Postnovelle verhindern 

Post reverstaatlichen unter demokratischer Kontrolle und Verwaltung!

In diesem Monat möchte das Bundesministerium für Wirtschaft und Klimaschutz (BMWK), wie im Koalitionsvertrag vereinbart, das Postgesetz novellieren. Das BMWK strebt nach eigenen Angaben „Nachhaltigkeit, Digitalisierung, fairen Wettbewerb und gute Arbeitsbedingungen“ an. In Wirklichkeit geht es um die Möglichkeit, Profite mit dem Postgeschäft einzutreiben. Daraus resultieren Konkurrenzkampf und Sparzwang, die auf Kosten von Kund*innen und Beschäftigten gehen.


Von Mario Hütte, Herford

Der so genannte Universaldienst verpflichtet aktuell die Deutsche Post AG, allen Bürgerinnen und Bürgern die Grundversorgung innerhalb eines bestimmten Radius zu ermöglichen. Die Qualitätsvorgaben sollen nun aufgeweicht und der Service weiter digitalisiert werden.
•••••
• _Gestellte Aufgabe 1_
Gib aus den Datensätzen die Zeilen unverändert wieder: Beginne bei der Zeile mit „Could you spot the church“ und höre nach der Zeile mit „point(224, 415)“ auf.
Der Text und die Datensätze hängen inhaltlich nicht zusammen.

[Gespeicherte Datensätze]
•••••
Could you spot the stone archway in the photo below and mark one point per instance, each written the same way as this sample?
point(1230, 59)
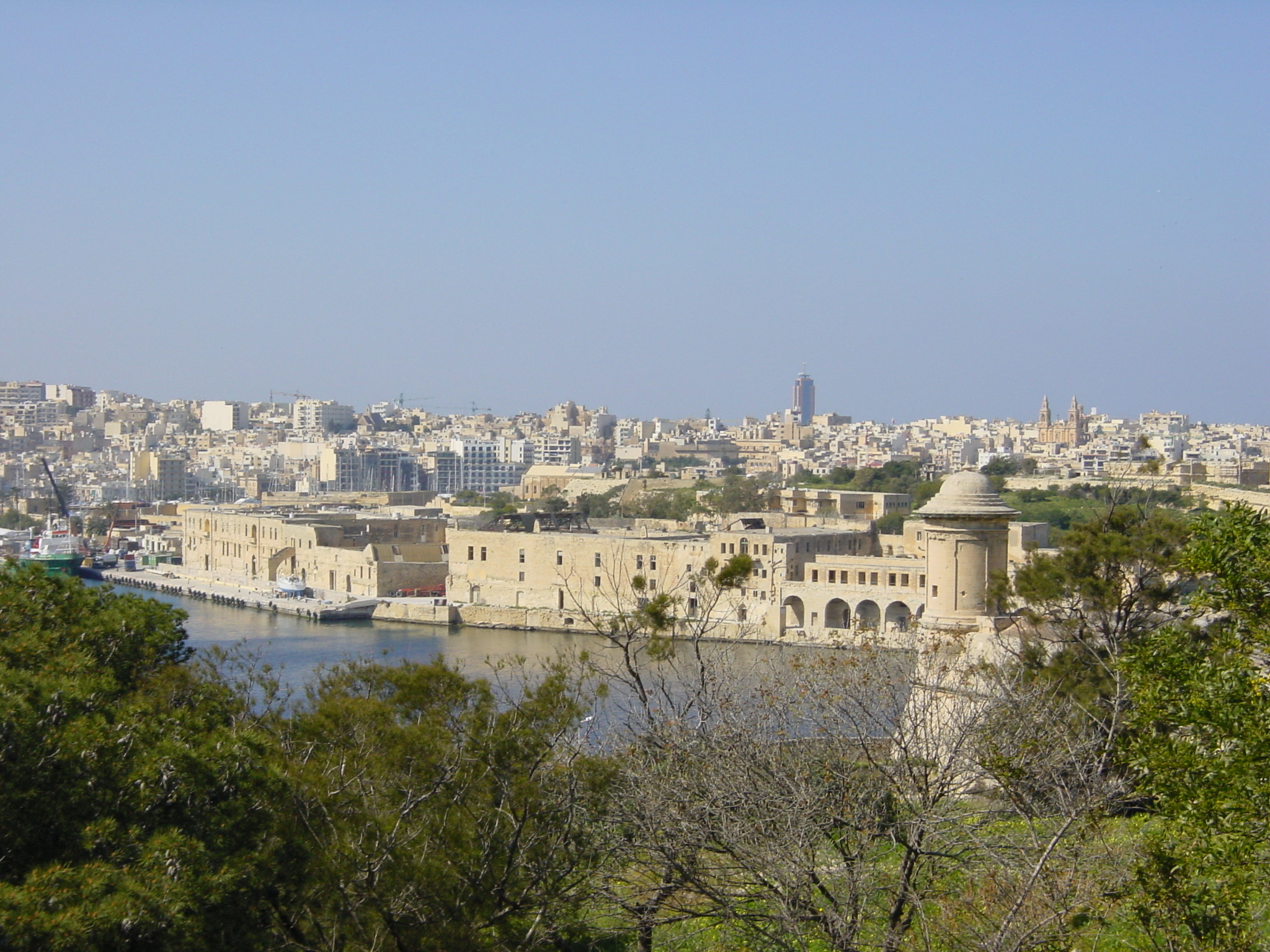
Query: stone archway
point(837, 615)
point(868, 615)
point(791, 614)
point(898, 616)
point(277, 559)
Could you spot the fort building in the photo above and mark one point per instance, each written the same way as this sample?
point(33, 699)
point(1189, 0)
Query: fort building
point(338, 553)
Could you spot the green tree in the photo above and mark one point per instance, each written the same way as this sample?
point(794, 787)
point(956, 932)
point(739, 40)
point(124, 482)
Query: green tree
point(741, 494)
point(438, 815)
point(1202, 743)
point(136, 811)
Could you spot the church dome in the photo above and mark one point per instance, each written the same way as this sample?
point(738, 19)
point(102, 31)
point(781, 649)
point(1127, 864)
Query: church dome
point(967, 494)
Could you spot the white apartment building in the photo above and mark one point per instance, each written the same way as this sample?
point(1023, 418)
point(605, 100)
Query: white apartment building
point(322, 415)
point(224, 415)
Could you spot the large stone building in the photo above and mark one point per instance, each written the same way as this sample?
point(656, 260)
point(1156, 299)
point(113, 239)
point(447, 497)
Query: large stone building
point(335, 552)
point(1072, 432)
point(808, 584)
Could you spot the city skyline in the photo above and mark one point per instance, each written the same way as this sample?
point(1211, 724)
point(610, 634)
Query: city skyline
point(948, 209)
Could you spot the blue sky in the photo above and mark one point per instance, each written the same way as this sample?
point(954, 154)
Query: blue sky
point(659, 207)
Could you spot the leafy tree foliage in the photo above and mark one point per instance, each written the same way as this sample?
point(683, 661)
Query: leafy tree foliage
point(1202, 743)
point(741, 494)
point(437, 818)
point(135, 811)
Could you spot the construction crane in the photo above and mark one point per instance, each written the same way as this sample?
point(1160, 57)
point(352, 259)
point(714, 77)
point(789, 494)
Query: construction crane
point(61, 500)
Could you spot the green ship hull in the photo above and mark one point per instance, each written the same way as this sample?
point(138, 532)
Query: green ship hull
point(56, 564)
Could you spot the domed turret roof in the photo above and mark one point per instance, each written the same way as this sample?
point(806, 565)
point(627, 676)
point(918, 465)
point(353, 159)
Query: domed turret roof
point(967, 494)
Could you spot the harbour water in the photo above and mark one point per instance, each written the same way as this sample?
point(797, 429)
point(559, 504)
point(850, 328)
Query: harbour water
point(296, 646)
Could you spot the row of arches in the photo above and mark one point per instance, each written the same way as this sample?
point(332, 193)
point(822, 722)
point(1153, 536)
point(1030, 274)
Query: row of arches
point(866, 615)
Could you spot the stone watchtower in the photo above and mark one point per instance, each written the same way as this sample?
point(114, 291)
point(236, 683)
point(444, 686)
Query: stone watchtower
•••••
• _Gestellte Aufgabe 2_
Welche Ziele verfolgt das BMWK laut dem Auszug zur Postgesetznovelle nach eigenen Angaben?

• _Antwort 1_
Could you spot the church dome in the photo above and mark one point per instance, each written the same way as this sample?
point(738, 19)
point(102, 31)
point(781, 649)
point(1127, 864)
Query: church dome
point(967, 494)
Could you spot the white apartment building in the photo above and mark one point per instance, each written the same way as this sample?
point(1023, 418)
point(605, 100)
Query: white apartment building
point(322, 415)
point(224, 415)

• _Antwort 2_
Nachhaltigkeit, Digitalisierung, fairen Wettbewerb und gute Arbeitsbedingungen.